[Data excerpts]
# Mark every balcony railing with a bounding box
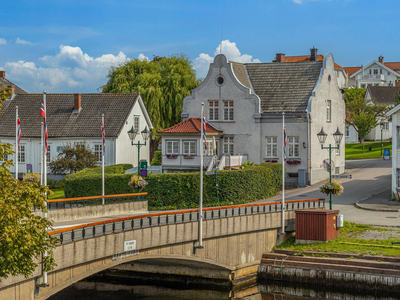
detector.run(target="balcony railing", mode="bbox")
[357,74,385,81]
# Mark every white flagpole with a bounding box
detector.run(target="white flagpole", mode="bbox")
[282,112,285,235]
[40,122,43,185]
[102,114,105,204]
[43,91,48,286]
[15,106,18,180]
[199,103,204,248]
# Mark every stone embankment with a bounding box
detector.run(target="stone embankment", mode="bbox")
[259,249,400,297]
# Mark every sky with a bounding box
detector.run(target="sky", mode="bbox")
[1,0,400,93]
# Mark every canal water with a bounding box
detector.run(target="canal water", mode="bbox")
[49,280,399,300]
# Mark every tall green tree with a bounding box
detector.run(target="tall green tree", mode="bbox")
[0,85,58,279]
[345,87,390,153]
[102,54,201,133]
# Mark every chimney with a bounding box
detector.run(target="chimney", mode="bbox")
[310,46,318,61]
[74,93,82,113]
[274,53,285,62]
[7,85,15,98]
[396,80,400,87]
[379,55,384,63]
[0,70,5,79]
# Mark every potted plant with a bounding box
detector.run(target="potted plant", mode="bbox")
[286,159,301,164]
[183,154,195,159]
[265,159,278,163]
[320,179,343,196]
[166,154,178,159]
[128,175,148,191]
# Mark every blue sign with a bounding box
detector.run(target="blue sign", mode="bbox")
[384,149,390,160]
[141,169,147,177]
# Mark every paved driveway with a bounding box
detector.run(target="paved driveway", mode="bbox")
[257,159,399,227]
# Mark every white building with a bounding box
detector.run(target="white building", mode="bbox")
[159,52,346,185]
[0,93,153,178]
[386,104,400,197]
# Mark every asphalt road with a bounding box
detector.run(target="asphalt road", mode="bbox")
[258,158,399,227]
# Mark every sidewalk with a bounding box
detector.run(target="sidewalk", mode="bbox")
[355,189,400,212]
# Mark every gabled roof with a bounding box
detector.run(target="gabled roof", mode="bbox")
[345,61,400,78]
[244,61,323,113]
[230,62,252,90]
[0,76,27,95]
[343,67,360,77]
[281,55,343,69]
[0,93,141,138]
[157,118,222,134]
[367,86,400,104]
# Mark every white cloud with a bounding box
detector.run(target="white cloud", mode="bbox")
[16,38,33,45]
[0,38,6,45]
[193,40,261,78]
[138,53,149,61]
[3,45,138,93]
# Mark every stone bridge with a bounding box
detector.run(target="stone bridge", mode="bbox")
[0,198,324,300]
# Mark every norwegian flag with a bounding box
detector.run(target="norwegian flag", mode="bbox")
[283,127,287,161]
[40,98,48,153]
[202,110,207,149]
[101,119,105,153]
[17,115,21,147]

_YOUR GOAL_.
Transcribe the records above exactly, beginning at the line that contains "# Mark every asphalt road with a bounding box" and ending with the line that contains "# Mark every white cloud with a bounding box", both included, and nothing else.

_SOLUTION BELOW_.
# Mark every asphalt road with a bounding box
detector.run(target="asphalt road", mode="bbox")
[258,158,399,227]
# Mark every sidewalk with a bounding box
detector.run(target="sidewalk", mode="bbox")
[355,189,400,212]
# Mark every gabled roof with a bounding box
detector.run(target="gabled roof", mode="bbox")
[345,61,400,78]
[244,61,323,113]
[230,62,252,90]
[0,76,27,95]
[343,67,360,77]
[281,55,343,69]
[0,93,141,138]
[157,118,222,134]
[367,86,400,104]
# Mark every white cloud with a bounding box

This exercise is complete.